====== Extract provided

Ode to the Panasonic Lumix TZ-7

Hang on, you may ask, haven’t I seen that picture before? Well, yes of course you have, as it features in the first post I ever wrote on this blog. I was going to write up my latest walk to Lake Tarli Karng, but the trouble is I’m a bit too sore to think properly. I’m also wondering how to write it up, when I have to describe a bloke I met out there who I believe is from outer space.

Anyway, that’ll be put together within the week I hope. Instead, I’ve been pondering and reached the conclusion my first compact camera, which I bought specifically for bushwalking is totally stuffed. Yep, it was the Panasonic Lumix TZ-7 (known as the ZS3 in America). I bought it in 2009 for some exorbitant price, considering what cameras cost today. I think I spent at least $650 on it, let alone an extra battery, priced at $104. I mean, come on Panasonic, are you trying to kill me?


Balloon over Southbank whilst walking to work in Melbourne

The camera worked well for about two years until I decided to fall into the ocean on the Croajingolong hike. This was not the best way for it to be treated. Since then it’s gone through moments of trouble free operation to a completely mental method of being unable to focus at all. It makes strange groaning noises before it decides it’s ready to go. Except for the important job of a camera and that’s focusing. The end result is a complete ‘BlurFiasco.com’. It’s time to give it up and chuck it into the bottom of the drawer and reminisce about its good old days, where I literally carried it everywhere.

============
====== Record extracts

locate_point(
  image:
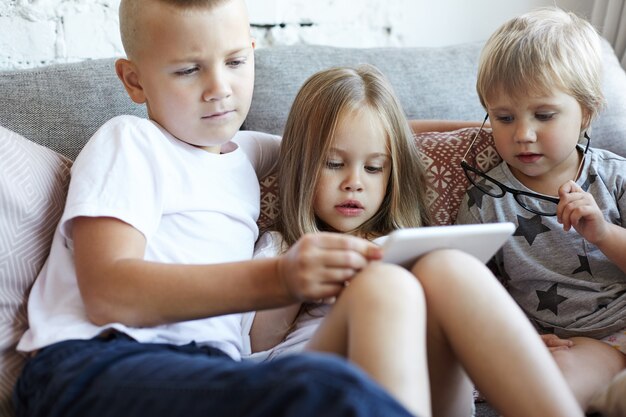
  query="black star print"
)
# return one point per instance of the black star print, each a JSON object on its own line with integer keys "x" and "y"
{"x": 530, "y": 228}
{"x": 475, "y": 197}
{"x": 590, "y": 180}
{"x": 584, "y": 265}
{"x": 543, "y": 329}
{"x": 550, "y": 300}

============

Exercise task 1: Sum up the blog post about the Panasonic Lumix TZ-7 in two sentences.
Exercise task 2: Pull out the passage of the blog post about the Panasonic Lumix TZ-7 from "Balloon over Southbank" to "carried it everywhere.", word for word.

Reply 1: The writer bought the Panasonic Lumix TZ-7 in 2009 specifically for bushwalking, paying at least $650 for it, and it worked well for about two years. After the writer fell into the ocean on the Croajingolong hike, the camera became unable to focus properly, so the writer has decided it's time to give it up.

Reply 2:
Balloon over Southbank whilst walking to work in Melbourne

The camera worked well for about two years until I decided to fall into the ocean on the Croajingolong hike. This was not the best way for it to be treated. Since then it’s gone through moments of trouble free operation to a completely mental method of being unable to focus at all. It makes strange groaning noises before it decides it’s ready to go. Except for the important job of a camera and that’s focusing. The end result is a complete ‘BlurFiasco.com’. It’s time to give it up and chuck it into the bottom of the drawer and reminisce about its good old days, where I literally carried it everywhere.